Pierre Bastien has always built his music as if he were a watchmaker working on a surrealist’s heartbeat - precise, absurd, and tenderly human. With "Tools", he returns not to his beloved trumpet or the orchestral tangle of the Mecanium, but to the humble instrument behind it all: the Meccano screwdriver. That flattened rod of metal - half toy, half relic - becomes both muse and method, an object capable of tightening screws and unfastening worlds.
The album’s premise could almost sound like parody - “I compose with a screwdriver” -, but Bastien has never been one to wink too hard at his own eccentricities. His obsession with mechanisms is not irony, but devotion: the screwdriver, in his hands, is a philosopher’s stone of sound, the bridge between childhood play and disciplined invention.
Across "Tools", Bastien assembles a kinetic orchestra that hums, rattles, and sighs like a workshop dreaming of Bach. The machine-instrument at the core of the record is a marvel of absurd engineering: valves breathing six major chords, a rotating nail violin, a family of flute mouthpieces that whistle autonomously, and the ghostly pulse of an automated record player skeleton. From this menagerie of moving parts emerges something fragile and uncanny - not just rhythm or harmony, but the sound of function itself.

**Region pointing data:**
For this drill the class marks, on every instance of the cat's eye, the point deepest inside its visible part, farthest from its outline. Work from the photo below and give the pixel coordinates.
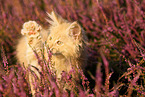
(59, 42)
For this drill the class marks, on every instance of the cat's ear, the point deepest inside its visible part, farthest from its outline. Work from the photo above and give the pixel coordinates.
(55, 19)
(74, 30)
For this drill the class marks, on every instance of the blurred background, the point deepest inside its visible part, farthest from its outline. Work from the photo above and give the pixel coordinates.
(116, 32)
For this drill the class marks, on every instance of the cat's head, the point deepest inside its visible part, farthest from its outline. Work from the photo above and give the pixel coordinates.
(65, 39)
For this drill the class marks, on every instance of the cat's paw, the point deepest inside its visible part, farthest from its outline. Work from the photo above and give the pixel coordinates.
(31, 28)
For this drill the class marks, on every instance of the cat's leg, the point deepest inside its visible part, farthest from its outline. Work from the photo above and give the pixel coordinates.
(34, 43)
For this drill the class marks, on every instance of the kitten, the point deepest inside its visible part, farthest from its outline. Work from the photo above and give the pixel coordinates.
(66, 40)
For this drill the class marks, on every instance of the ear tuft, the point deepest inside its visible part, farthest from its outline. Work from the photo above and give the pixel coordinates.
(55, 19)
(74, 30)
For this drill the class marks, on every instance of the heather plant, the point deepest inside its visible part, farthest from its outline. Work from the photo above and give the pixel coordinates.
(115, 29)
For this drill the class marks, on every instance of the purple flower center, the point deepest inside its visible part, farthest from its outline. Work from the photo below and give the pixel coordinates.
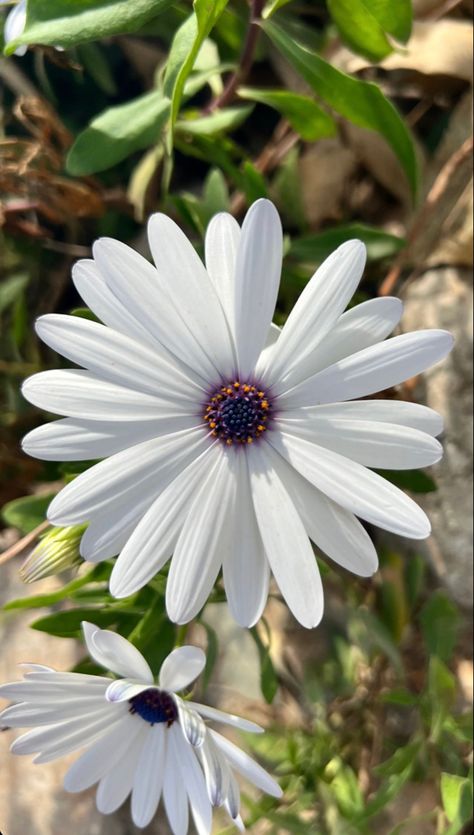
(154, 706)
(238, 413)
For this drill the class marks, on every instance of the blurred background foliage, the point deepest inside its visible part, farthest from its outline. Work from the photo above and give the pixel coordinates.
(337, 111)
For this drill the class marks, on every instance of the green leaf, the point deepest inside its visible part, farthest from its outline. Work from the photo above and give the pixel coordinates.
(363, 24)
(118, 132)
(10, 290)
(68, 624)
(361, 102)
(305, 117)
(69, 22)
(414, 480)
(456, 795)
(315, 248)
(217, 122)
(440, 622)
(268, 677)
(184, 51)
(99, 574)
(26, 513)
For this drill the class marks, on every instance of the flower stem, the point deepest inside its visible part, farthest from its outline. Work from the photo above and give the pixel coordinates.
(246, 59)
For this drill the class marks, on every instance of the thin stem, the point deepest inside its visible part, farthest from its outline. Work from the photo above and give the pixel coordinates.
(246, 59)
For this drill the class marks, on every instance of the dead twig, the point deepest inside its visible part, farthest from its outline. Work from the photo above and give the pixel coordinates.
(435, 193)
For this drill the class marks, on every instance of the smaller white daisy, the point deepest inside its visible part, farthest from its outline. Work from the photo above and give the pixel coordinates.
(140, 737)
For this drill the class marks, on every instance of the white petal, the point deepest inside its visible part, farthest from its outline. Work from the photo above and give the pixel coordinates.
(144, 467)
(149, 775)
(124, 689)
(55, 741)
(79, 394)
(332, 528)
(317, 309)
(257, 279)
(153, 540)
(118, 358)
(202, 544)
(286, 542)
(117, 784)
(23, 716)
(381, 411)
(222, 240)
(246, 570)
(71, 439)
(98, 760)
(181, 667)
(115, 653)
(94, 290)
(191, 724)
(246, 766)
(357, 328)
(373, 369)
(147, 295)
(226, 718)
(353, 486)
(175, 800)
(380, 445)
(183, 760)
(195, 297)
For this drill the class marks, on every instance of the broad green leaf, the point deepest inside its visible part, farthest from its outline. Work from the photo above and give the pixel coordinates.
(315, 248)
(218, 122)
(26, 513)
(118, 132)
(456, 794)
(303, 114)
(184, 51)
(69, 22)
(10, 290)
(363, 24)
(440, 621)
(361, 102)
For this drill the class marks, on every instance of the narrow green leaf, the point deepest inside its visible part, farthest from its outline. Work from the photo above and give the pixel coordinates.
(315, 248)
(305, 117)
(99, 574)
(26, 513)
(440, 621)
(359, 28)
(184, 51)
(361, 102)
(118, 132)
(69, 22)
(218, 122)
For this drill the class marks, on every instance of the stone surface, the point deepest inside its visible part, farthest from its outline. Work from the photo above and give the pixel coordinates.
(442, 298)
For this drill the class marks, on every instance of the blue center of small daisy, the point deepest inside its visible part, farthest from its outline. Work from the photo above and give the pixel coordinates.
(154, 706)
(238, 413)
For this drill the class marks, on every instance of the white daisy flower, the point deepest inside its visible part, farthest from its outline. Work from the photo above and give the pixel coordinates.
(140, 738)
(227, 442)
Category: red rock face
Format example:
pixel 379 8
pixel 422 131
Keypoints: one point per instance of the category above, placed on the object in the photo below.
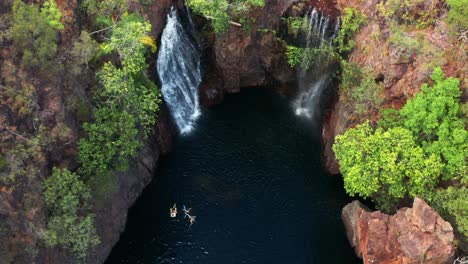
pixel 412 235
pixel 401 71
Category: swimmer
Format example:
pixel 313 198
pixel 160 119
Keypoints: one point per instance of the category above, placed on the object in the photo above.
pixel 192 219
pixel 186 211
pixel 173 211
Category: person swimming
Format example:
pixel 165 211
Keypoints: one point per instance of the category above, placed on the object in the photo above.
pixel 186 211
pixel 173 211
pixel 192 219
pixel 186 214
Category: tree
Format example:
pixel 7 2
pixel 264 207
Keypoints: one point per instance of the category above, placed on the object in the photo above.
pixel 222 12
pixel 129 102
pixel 458 11
pixel 434 117
pixel 385 165
pixel 70 224
pixel 34 34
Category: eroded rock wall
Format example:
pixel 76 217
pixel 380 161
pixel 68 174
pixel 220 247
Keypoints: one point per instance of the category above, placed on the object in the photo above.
pixel 401 70
pixel 60 102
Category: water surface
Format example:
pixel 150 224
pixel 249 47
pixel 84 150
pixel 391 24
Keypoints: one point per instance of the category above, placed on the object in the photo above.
pixel 251 173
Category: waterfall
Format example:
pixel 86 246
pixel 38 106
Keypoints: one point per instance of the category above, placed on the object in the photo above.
pixel 179 71
pixel 313 81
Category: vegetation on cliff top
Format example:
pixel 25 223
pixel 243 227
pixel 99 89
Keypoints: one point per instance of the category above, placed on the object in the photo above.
pixel 411 151
pixel 126 101
pixel 224 12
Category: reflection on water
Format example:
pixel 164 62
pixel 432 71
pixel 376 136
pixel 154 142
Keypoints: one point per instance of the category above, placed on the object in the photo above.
pixel 251 173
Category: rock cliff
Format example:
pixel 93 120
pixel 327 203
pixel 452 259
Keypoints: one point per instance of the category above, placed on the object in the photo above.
pixel 401 67
pixel 59 102
pixel 412 235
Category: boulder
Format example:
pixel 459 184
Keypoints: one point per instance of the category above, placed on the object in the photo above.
pixel 412 235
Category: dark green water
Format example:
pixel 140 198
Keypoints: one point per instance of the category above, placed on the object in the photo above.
pixel 251 172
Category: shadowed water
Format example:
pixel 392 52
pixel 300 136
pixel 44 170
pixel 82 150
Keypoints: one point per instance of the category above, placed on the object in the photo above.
pixel 179 72
pixel 251 172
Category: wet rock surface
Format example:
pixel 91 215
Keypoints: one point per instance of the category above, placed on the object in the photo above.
pixel 412 235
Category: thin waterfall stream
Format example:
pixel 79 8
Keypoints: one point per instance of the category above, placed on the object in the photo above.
pixel 252 175
pixel 179 72
pixel 315 73
pixel 250 171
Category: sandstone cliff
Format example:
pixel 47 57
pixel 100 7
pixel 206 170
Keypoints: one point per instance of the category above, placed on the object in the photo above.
pixel 412 235
pixel 400 67
pixel 54 106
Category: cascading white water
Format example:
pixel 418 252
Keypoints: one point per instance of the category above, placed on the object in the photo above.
pixel 312 81
pixel 179 72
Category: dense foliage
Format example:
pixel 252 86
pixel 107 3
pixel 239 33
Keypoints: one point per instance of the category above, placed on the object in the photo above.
pixel 34 33
pixel 385 165
pixel 351 22
pixel 433 116
pixel 111 141
pixel 457 15
pixel 419 13
pixel 128 102
pixel 221 12
pixel 408 154
pixel 70 225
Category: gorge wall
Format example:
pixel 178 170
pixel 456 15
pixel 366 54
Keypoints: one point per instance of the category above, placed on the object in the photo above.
pixel 233 60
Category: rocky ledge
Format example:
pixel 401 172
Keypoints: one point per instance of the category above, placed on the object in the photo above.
pixel 412 235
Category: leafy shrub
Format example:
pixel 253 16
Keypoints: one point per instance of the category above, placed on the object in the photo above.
pixel 420 13
pixel 129 103
pixel 221 12
pixel 385 165
pixel 452 204
pixel 351 22
pixel 34 34
pixel 458 12
pixel 70 224
pixel 359 85
pixel 294 55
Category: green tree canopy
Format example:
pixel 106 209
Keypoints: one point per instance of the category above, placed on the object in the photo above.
pixel 385 165
pixel 434 116
pixel 223 11
pixel 70 224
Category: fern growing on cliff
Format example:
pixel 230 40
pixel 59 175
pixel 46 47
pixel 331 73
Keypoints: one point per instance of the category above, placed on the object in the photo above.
pixel 222 13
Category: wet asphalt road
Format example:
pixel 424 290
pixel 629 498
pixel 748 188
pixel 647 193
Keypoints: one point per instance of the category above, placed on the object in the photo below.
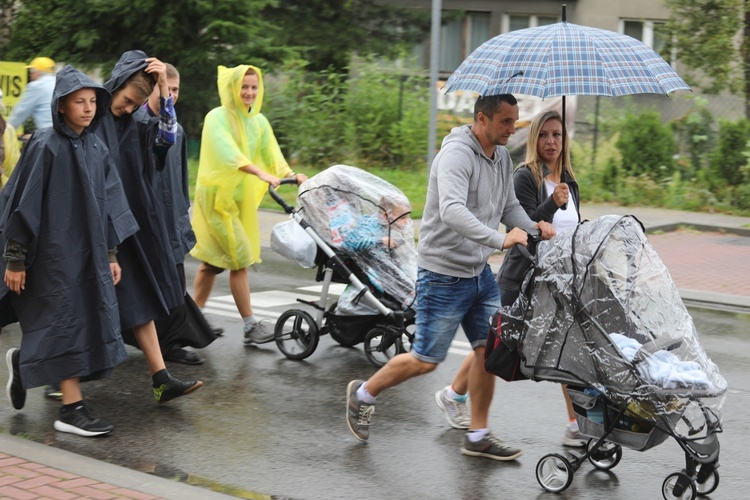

**TASKS TO CARRY OUT:**
a – Answer these questions using the review of Tools:
(i) What humble instrument does Bastien turn to with "Tools"?
(ii) What does the review call Bastien's obsession with mechanisms instead of irony?
(iii) How many major chords do the valves of the machine-instrument breathe?
b – Copy out everything in the review of Tools from "The album’s premise" down to "of function itself.", word for word.
c – Rewrite the paragraph of the review of Tools that begins "Pierre Bastien has always built his music" in fewer words, keeping its main facts.

**RESPONSES TO THE EXERCISE:**
a –
(i) The Meccano screwdriver.
(ii) Devotion.
(iii) Six.

b –
The album’s premise could almost sound like parody - “I compose with a screwdriver” -, but Bastien has never been one to wink too hard at his own eccentricities. His obsession with mechanisms is not irony, but devotion: the screwdriver, in his hands, is a philosopher’s stone of sound, the bridge between childhood play and disciplined invention.
Across "Tools", Bastien assembles a kinetic orchestra that hums, rattles, and sighs like a workshop dreaming of Bach. The machine-instrument at the core of the record is a marvel of absurd engineering: valves breathing six major chords, a rotating nail violin, a family of flute mouthpieces that whistle autonomously, and the ghostly pulse of an automated record player skeleton. From this menagerie of moving parts emerges something fragile and uncanny - not just rhythm or harmony, but the sound of function itself.

c – Pierre Bastien builds music that is precise, absurd and tenderly human, like a watchmaker at work on a surrealist's heartbeat. On "Tools" he sets aside his trumpet and the Mecanium for the Meccano screwdriver behind them. This flattened metal rod, part toy and part relic, is both his muse and his method.